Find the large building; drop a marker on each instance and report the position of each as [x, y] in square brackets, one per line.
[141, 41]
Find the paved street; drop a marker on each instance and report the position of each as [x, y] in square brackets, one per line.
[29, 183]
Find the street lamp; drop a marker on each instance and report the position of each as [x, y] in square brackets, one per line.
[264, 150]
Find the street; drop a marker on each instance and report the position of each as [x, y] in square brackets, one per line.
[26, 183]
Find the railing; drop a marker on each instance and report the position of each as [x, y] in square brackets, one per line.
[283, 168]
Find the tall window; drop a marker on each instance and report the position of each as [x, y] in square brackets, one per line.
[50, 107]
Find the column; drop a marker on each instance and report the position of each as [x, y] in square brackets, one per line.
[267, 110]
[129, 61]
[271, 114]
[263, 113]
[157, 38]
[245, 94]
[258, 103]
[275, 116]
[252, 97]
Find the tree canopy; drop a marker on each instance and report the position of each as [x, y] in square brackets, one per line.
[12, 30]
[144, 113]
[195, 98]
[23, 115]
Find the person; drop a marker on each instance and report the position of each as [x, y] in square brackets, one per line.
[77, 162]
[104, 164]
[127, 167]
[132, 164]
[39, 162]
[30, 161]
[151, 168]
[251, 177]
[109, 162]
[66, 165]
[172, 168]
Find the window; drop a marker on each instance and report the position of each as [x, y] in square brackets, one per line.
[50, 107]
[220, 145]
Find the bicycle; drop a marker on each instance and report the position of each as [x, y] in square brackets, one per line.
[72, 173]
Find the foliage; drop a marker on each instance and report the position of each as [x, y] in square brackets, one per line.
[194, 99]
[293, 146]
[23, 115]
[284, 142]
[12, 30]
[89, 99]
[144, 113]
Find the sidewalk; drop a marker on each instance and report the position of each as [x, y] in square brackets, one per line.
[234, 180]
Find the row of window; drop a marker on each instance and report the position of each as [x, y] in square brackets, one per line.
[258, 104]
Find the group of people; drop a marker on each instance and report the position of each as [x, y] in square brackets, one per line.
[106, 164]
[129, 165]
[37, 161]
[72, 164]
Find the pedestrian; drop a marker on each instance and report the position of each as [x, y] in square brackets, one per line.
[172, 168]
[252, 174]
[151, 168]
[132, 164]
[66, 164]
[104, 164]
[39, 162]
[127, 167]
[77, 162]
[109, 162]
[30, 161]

ASSIGNMENT — Give back every line of the data exactly.

ANSWER SECTION —
Find the large building; drop a marker on each instance and report the position of each as [x, y] in square brackets, one per line.
[141, 41]
Find the paved street; drop a marker on each instance and report the position of each as [x, y] in square brackets, one per line.
[29, 183]
Find the street lamp; drop a marker on each instance and report the position of each as [x, y] in square brackets, one per line.
[264, 150]
Find the street; drop a marker on each instance and report the position of each as [x, y] in square brackets, one per line.
[26, 183]
Find the railing; drop a marker on each instance and report the position of each as [x, y] in square brackets, one per line.
[283, 168]
Find the tall window; drop a marker on each instance and report the position of each as [x, y] in square brackets, one per line.
[50, 107]
Find the column; drop a marker on each instance and report the position of each as [x, y] in square brackets, one per line.
[267, 110]
[129, 61]
[271, 114]
[263, 113]
[157, 38]
[245, 94]
[258, 103]
[275, 116]
[252, 97]
Find the tree canopy; drop a marker on each instance and report the position of each as [x, y] in square brackets, one per line.
[12, 30]
[144, 113]
[195, 98]
[23, 115]
Find the person; drop a marker on each instance and report the position of each as [x, y] in square brackets, one per line.
[77, 162]
[104, 164]
[127, 167]
[132, 164]
[39, 162]
[30, 161]
[151, 168]
[251, 177]
[109, 162]
[66, 165]
[172, 168]
Find the window; drop a marker on each instance and report the position of each as [x, y] in square brackets, one per line.
[50, 107]
[220, 145]
Find the bicycle; drop a marker on each instance and report the position of each as [x, y] in square brackets, one per line.
[72, 173]
Find the foliage; drop a marker on each instance and report the position of each as [x, y] in square brackets, one per line.
[194, 99]
[293, 146]
[23, 115]
[284, 142]
[12, 30]
[89, 99]
[144, 113]
Find the sidewalk; drop a marker on each instance and report the position of each as [x, y] in square brackets, one per line.
[234, 180]
Find the row of window; drop a marker on each instance and report the position of each as [x, y] in square brackets, one per line.
[258, 104]
Find the group of people; drop a marker on each instance and report the position of each as [x, y] in square brackets, one per line.
[106, 164]
[129, 165]
[37, 161]
[72, 164]
Find the pedestrian; drop a marker on each instance and report the position of each as [x, y] in square brackets, one per line.
[172, 168]
[252, 174]
[151, 168]
[132, 164]
[66, 164]
[104, 164]
[39, 162]
[127, 167]
[77, 162]
[109, 162]
[30, 161]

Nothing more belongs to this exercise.